[Excerpt to read]
* * * *

It’s hard to imagine a more libertarian document, but there it is: a sacred founding document of the United States of America. Libertarians may worry that the drafters of the Constitution compromised too much and ceded too much power to government, but they clearly understood that state power is forever trying to overwhelm political liberty and that they needed to be diligent in its defense. Despite some serious shortcomings, the modern American libertarian can feel real patriotic fervor when contemplating the founding of the United States.
Lessons about the benefits of liberty are embedded in American history, not merely American ideology; the Plymouth and Jamestown colonies suffered famines in their early days because of experiments in agricultural communism, which provided grim examples of the importance of private property and free trade. The failure to abolish slavery at the outset perpetuated injustice and even multiplied it. The failures to implement liberty are as instructive as the successes. The American past is complicated, and libertarianism’s full realization is still a task for the future.

* * * *

[Provided data]
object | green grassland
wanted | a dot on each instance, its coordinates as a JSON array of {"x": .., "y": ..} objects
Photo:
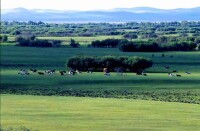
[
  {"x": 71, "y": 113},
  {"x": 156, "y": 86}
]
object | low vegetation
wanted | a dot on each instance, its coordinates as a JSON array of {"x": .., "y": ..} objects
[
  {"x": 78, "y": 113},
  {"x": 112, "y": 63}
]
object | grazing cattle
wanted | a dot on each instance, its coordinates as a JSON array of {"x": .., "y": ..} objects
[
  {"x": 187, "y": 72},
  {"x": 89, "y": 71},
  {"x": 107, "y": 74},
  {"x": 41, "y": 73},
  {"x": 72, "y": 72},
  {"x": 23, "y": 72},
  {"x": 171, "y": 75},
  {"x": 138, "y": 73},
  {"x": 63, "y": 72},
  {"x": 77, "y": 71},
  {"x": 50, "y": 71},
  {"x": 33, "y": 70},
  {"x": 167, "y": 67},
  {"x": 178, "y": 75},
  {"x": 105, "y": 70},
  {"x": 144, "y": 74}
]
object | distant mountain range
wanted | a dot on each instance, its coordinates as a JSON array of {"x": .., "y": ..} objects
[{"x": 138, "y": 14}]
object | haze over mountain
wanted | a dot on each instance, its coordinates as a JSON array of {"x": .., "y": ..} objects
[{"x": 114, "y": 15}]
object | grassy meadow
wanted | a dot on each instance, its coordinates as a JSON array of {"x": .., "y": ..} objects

* * * *

[List of tasks]
a - In the passage on libertarianism and the American founding, what caused the famines that the Plymouth and Jamestown colonies suffered in their early days?
b - From the passage on libertarianism and the American founding, extract the stretch from "It’s hard to" through "the United States." word for word.

[Results in order]
a - Experiments in agricultural communism caused the famines.

b -
It’s hard to imagine a more libertarian document, but there it is: a sacred founding document of the United States of America. Libertarians may worry that the drafters of the Constitution compromised too much and ceded too much power to government, but they clearly understood that state power is forever trying to overwhelm political liberty and that they needed to be diligent in its defense. Despite some serious shortcomings, the modern American libertarian can feel real patriotic fervor when contemplating the founding of the United States.